▶ **WRITTEN REQUEST**
Which lines in the records contain the string "building" with matching case? Identify each one and copy it out in full.

▶ **SUPPLIED DATA**

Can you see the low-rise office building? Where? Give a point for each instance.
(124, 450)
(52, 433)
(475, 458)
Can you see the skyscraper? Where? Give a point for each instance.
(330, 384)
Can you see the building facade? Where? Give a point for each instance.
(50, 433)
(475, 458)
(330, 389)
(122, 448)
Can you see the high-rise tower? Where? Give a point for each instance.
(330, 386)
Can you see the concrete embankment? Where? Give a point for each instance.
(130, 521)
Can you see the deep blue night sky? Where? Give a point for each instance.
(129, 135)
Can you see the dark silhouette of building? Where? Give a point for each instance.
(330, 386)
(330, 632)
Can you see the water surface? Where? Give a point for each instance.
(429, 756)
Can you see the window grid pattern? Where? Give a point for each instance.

---

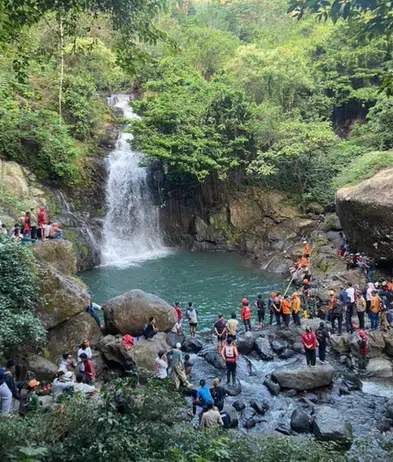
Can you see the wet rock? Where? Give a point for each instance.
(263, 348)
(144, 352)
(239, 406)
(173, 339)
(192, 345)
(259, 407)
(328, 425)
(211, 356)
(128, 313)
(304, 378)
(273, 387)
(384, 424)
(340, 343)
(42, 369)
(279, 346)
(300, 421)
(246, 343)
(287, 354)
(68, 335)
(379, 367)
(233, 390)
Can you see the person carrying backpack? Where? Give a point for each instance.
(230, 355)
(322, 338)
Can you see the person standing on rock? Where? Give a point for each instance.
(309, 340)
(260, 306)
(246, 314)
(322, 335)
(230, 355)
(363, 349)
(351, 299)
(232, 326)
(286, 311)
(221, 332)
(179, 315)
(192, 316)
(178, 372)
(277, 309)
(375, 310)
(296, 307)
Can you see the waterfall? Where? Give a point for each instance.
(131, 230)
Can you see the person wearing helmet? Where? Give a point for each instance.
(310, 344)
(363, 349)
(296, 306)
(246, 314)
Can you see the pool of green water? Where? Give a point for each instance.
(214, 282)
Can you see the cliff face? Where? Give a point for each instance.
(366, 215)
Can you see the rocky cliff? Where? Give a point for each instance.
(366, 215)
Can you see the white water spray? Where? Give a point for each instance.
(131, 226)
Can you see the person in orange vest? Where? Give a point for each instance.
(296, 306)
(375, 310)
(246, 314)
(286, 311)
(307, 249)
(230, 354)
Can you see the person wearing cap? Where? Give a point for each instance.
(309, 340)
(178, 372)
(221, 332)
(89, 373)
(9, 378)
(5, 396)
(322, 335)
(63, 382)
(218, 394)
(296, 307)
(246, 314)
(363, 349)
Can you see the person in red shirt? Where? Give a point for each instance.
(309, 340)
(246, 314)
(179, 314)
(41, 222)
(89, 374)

* * *

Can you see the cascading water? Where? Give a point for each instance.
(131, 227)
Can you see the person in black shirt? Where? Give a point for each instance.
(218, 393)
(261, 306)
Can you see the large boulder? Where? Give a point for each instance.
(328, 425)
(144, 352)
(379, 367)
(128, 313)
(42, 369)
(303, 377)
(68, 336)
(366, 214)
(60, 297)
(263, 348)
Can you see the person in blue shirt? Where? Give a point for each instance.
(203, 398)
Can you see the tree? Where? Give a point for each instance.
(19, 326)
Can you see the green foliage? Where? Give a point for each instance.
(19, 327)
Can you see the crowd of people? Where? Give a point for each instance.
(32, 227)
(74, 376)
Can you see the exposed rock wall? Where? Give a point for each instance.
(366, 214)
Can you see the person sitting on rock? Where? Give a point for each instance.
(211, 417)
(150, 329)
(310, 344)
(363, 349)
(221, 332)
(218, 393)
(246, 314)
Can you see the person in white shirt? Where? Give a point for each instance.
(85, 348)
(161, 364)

▶ **ANSWER IN FULL**
Can you see the low-rise office building? Where? Give a point for each instance.
Can you see the building facade? Where? Give a point for each instance.
Can you see the dark silhouette of building? Where? Give a point for each instance.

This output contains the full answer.